Short task
In the forum thread below on making liquid soap from Fels Naptha, how much water does the first poster cook a grated bar with?
--- Start of Document passage ---
# Liquid soap out of Fels Naptha



## Packedready (Mar 29, 2011)

I grate and cook a bar of Fels Naptha with 1/2 gallon of water and it thickens. I then cut it 50% it still thickens too much. How much should I cut it so it will pump through a soap dispenser? What am I doing wrong.

Thanks


----------



## linn (Jul 19, 2005)

I think you will find the mixture with Fels Naptha is more gel-like and probably will need to be mixed before using. I have never used it through a pump dispenser.


----------



## hismrsfinnegan (Sep 9, 2012)

I can't get my laundry detergent to come out of the pump dispenser right, sprays everywhere (leading to a clean laundry room). I am now asking my friends to save me laundry detergent jugs, and in the meantime, I had one on hand, my husband had two gallon anti freeze jugs WASHED OUT SO WELL SINCE WE WERE PUTTING GALLONS OF WATER FROM THEM IN THE CAR EVERY DAY FOR WEEKS! But I am still going to get more laundry detergent jugs after looking into a container with a spigot on it at the supermarket yesterday for $12+ Sorry, it didn't cost me $10- to make 5 gal. of laundry detergent that when diluted by half makes 10 gal. or enough for a year for my small family! I am FINALLY getting cheap!

and yes, Fels Naptha needs to be shaken each time before being used, and don't forget that after you melt it and mix the first batch, it still needs to be diluted by 50% AGAIN when using it as a laundry detergent. I keep one small jar just for stains though.


----------



## Packedready (Mar 29, 2011)

I am wondering if there is any other bar soap that doesn't need to be shaken, I want to make liquid soap. I use a scooper for the Fels Naptha to put it in the laundry.


----------



## linn (Jul 19, 2005)

I think all bar soap will work the same way. The mixture usually resembles, (please excuse the expression), "snot."


----------



## Packedready (Mar 29, 2011)

Thanks for all the answer's that is what I thought, I guess I will have to learn how to make liquid soap the real way!


----------



## lathermaker (May 7, 2010)

linn said:


> I think all bar soap will work the same way. The mixture usually resembles, (please excuse the expression), "snot."


LOL....you beat me to it!


----------
--- End of Document passage ---
--- Start of Dataset ---
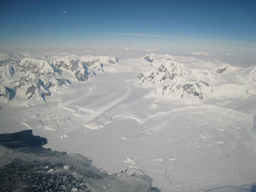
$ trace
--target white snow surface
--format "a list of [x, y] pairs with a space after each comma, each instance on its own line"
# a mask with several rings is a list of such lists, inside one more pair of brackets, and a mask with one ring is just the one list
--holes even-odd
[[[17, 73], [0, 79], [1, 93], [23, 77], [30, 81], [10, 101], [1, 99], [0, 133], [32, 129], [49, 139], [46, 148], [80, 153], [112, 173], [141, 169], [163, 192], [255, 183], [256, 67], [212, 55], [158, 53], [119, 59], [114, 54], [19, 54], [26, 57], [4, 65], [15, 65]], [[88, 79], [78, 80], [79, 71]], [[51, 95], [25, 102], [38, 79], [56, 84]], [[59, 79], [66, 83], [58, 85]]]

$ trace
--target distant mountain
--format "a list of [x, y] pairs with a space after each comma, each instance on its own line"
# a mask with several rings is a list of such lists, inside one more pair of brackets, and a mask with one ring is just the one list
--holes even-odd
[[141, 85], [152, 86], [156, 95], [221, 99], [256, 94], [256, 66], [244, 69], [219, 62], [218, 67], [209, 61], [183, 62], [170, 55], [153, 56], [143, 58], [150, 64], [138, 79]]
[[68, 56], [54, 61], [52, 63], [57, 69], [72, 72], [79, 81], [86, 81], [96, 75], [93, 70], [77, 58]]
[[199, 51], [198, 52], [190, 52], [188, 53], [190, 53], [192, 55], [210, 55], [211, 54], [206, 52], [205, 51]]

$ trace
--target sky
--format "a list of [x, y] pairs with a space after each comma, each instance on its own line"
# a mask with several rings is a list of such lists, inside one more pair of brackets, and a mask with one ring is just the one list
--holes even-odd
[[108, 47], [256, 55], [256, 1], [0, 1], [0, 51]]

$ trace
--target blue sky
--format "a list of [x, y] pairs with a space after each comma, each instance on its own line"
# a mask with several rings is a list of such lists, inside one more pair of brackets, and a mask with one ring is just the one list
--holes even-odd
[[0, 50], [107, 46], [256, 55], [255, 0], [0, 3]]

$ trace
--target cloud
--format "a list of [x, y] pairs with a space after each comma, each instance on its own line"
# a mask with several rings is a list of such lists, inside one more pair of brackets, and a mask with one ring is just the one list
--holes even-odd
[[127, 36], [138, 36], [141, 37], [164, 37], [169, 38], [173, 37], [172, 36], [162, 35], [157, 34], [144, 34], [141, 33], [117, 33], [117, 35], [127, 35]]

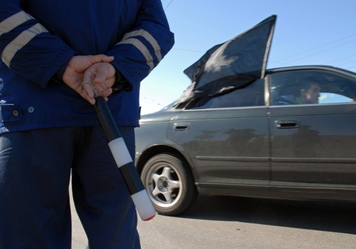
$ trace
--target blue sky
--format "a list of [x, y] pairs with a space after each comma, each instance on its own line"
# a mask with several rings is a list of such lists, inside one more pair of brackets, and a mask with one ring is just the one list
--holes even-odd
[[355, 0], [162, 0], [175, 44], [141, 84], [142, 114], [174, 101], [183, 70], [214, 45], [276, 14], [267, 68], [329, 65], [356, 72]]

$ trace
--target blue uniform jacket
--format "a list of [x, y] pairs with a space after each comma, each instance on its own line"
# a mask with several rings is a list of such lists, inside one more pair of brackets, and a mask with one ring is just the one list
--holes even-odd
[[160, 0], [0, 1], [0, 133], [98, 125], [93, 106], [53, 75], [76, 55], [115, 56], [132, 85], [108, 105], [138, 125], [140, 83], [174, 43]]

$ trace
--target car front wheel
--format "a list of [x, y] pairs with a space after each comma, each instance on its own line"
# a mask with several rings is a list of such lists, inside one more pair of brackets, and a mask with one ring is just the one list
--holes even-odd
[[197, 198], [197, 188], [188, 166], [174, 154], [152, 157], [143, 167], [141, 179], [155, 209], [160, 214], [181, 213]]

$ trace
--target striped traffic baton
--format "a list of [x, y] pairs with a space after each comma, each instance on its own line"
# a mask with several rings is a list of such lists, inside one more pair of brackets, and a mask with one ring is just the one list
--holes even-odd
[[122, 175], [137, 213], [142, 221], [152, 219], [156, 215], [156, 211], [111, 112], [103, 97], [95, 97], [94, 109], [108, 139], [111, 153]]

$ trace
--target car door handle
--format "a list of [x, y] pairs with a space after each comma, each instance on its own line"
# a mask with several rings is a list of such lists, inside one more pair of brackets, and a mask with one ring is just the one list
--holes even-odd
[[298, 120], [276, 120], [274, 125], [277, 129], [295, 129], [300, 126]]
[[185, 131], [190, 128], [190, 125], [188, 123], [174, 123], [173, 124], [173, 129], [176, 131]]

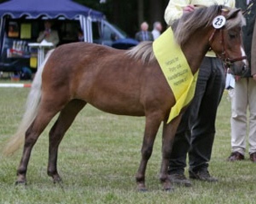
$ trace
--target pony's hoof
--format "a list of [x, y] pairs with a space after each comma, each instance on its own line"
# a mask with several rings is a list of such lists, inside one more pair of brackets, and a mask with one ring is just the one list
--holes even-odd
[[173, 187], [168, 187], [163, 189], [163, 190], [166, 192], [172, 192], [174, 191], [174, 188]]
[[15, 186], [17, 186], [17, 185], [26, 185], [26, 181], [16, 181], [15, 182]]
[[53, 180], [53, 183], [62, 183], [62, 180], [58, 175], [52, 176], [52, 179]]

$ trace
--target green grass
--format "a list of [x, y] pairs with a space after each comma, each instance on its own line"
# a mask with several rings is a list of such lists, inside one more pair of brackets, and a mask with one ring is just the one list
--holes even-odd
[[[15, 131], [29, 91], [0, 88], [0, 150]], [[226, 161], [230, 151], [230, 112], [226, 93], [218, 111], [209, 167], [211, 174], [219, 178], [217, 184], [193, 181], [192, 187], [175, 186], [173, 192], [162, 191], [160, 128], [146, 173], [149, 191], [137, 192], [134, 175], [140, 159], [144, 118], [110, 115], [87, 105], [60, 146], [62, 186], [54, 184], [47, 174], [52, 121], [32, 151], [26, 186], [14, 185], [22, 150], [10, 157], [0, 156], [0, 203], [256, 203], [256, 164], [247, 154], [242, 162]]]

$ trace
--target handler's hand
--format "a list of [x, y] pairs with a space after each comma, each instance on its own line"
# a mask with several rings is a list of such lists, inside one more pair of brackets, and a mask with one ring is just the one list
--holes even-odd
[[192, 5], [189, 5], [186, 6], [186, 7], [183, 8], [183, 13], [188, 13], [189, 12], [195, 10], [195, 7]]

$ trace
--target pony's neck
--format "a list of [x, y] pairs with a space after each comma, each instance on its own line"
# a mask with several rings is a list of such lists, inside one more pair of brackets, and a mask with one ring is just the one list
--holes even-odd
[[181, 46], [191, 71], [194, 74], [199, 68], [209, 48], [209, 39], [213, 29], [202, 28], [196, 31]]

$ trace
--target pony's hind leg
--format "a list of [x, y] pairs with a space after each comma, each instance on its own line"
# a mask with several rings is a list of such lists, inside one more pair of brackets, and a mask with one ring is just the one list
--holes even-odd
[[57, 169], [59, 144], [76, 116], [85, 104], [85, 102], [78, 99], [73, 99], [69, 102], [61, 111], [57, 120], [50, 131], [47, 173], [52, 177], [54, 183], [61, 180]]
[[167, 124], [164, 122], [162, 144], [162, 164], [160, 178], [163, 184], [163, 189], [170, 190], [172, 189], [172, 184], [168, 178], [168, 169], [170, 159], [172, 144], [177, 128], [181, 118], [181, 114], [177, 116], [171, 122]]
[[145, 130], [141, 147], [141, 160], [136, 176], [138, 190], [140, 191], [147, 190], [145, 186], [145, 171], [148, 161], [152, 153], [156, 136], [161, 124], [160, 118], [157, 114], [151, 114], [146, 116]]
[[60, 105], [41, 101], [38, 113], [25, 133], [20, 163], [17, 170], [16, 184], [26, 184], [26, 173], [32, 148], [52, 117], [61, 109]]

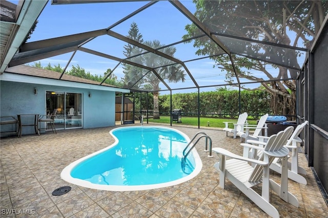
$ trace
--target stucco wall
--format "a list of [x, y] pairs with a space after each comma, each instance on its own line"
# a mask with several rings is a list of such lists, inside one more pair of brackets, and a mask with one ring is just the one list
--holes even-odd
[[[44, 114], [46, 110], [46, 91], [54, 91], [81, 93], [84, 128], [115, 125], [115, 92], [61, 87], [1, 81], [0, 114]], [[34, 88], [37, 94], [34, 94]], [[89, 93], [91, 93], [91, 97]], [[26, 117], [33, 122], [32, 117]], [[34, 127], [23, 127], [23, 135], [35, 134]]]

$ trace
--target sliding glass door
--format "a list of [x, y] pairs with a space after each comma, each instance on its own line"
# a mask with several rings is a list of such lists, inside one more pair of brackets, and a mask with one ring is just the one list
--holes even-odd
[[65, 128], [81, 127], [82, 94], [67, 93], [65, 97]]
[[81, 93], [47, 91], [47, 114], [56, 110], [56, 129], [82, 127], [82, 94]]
--- End of Dataset ---
Written solution
Half a gallon (1/2 gallon) of water.